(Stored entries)
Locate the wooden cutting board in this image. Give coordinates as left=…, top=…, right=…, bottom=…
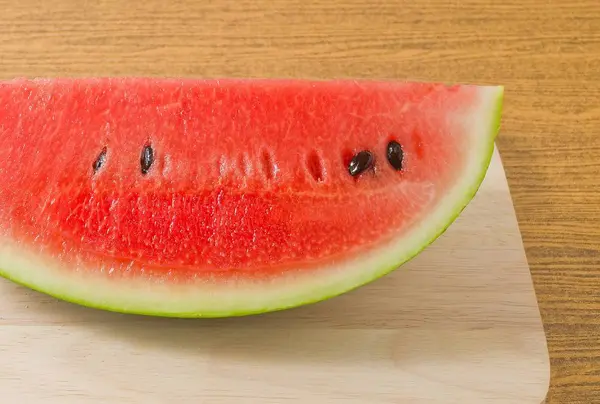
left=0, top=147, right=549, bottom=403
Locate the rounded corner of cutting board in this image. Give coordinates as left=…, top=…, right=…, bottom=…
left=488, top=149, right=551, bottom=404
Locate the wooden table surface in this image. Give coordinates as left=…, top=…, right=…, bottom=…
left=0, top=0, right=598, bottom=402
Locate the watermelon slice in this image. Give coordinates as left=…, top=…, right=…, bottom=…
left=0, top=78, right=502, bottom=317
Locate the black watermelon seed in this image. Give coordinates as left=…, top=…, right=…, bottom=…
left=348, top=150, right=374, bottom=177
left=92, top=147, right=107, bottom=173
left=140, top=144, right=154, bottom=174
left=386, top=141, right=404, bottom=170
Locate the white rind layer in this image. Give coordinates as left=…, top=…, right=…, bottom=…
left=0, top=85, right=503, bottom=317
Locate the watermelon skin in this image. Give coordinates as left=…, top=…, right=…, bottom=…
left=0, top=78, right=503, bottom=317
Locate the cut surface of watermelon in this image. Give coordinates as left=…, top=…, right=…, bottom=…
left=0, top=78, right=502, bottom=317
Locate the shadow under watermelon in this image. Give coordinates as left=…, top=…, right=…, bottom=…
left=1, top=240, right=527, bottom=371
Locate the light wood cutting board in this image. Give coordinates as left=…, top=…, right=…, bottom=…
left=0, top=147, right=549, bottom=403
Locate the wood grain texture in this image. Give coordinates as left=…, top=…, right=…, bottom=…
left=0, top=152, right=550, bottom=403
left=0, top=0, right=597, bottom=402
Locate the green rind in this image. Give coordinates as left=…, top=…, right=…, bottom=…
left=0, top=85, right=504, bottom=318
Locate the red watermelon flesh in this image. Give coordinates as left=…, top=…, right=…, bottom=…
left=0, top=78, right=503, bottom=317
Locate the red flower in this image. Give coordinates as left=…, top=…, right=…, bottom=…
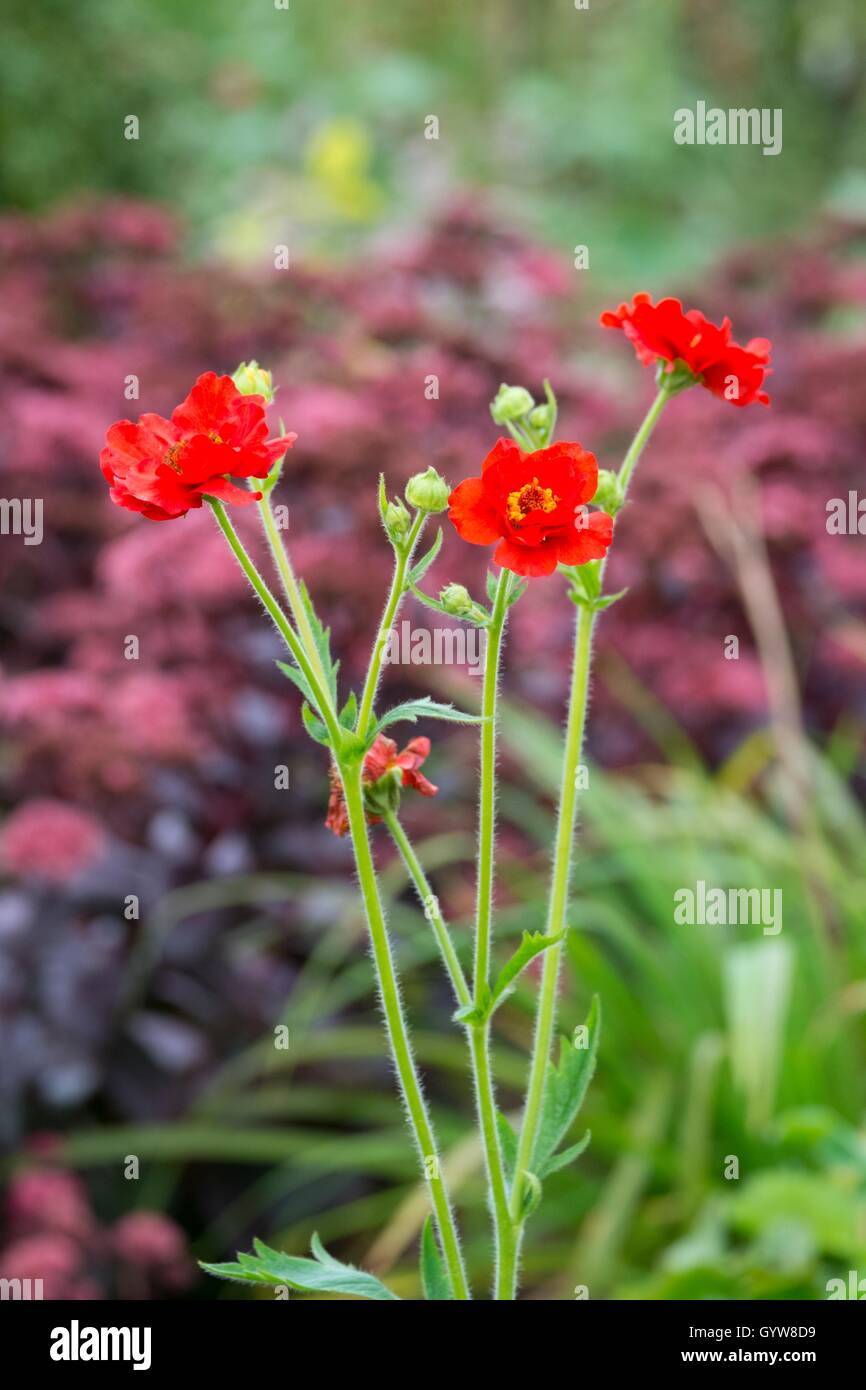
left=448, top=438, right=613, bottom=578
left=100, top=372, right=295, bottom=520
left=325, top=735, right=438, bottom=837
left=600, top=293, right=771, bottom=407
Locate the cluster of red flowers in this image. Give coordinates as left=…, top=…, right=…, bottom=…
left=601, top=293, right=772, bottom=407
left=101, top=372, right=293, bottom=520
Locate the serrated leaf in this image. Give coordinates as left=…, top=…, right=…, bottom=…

Instructions for the task
Because only the text is wanted, copy each record above precisely and omit its pictures.

Response
Locate the wooden cutting board in this image. Give coordinates as left=…, top=…, right=…, bottom=…
left=0, top=147, right=549, bottom=403
Locate the rounded corner of cutting board in this image. Give coordinates as left=…, top=…, right=…, bottom=…
left=488, top=149, right=551, bottom=404
Locate the wooden table surface in this image. Give coordinates as left=…, top=…, right=…, bottom=…
left=0, top=0, right=598, bottom=402
Locate the watermelon slice in this image. Give coordinates as left=…, top=…, right=…, bottom=…
left=0, top=78, right=502, bottom=317
Locate the black watermelon seed in this image. Give coordinates as left=…, top=…, right=…, bottom=…
left=348, top=150, right=374, bottom=177
left=92, top=147, right=107, bottom=173
left=140, top=144, right=154, bottom=174
left=386, top=141, right=404, bottom=170
Locate the white rind layer in this image. Give coordinates as left=…, top=…, right=…, bottom=…
left=0, top=85, right=503, bottom=317
Locate the watermelon skin in this image. Give coordinates as left=…, top=…, right=…, bottom=…
left=0, top=78, right=503, bottom=317
Locate the cut surface of watermelon in this image. Give coordinates as left=…, top=…, right=…, bottom=…
left=0, top=78, right=502, bottom=317
Locate the shadow under watermelon in this image. Give coordinates as left=…, top=…, right=…, bottom=…
left=1, top=240, right=527, bottom=371
Locate the light wood cutting board in this image. Give coordinates as left=…, top=…, right=…, bottom=…
left=0, top=147, right=549, bottom=403
Locate the wood grain texture in this image. Give coordinates as left=…, top=…, right=…, bottom=…
left=0, top=152, right=550, bottom=403
left=0, top=0, right=597, bottom=402
Locate the green rind in this image. Give coordinates as left=…, top=…, right=…, bottom=…
left=0, top=85, right=504, bottom=318
Locate the red watermelon flesh in this image. Give coordinates as left=…, top=…, right=…, bottom=…
left=0, top=78, right=503, bottom=317
Locate the red flower in this image. Give coordinates as left=…, top=…, right=…, bottom=…
left=448, top=438, right=613, bottom=578
left=100, top=372, right=295, bottom=520
left=325, top=735, right=438, bottom=837
left=600, top=293, right=771, bottom=407
Locate the cluster of red flowers in this image. Give coordinates as left=…, top=…, right=…, bottom=…
left=601, top=293, right=772, bottom=407
left=101, top=372, right=293, bottom=520
Locate the serrated leaf in this image. Give coordinates as left=…, top=…, right=…, bottom=…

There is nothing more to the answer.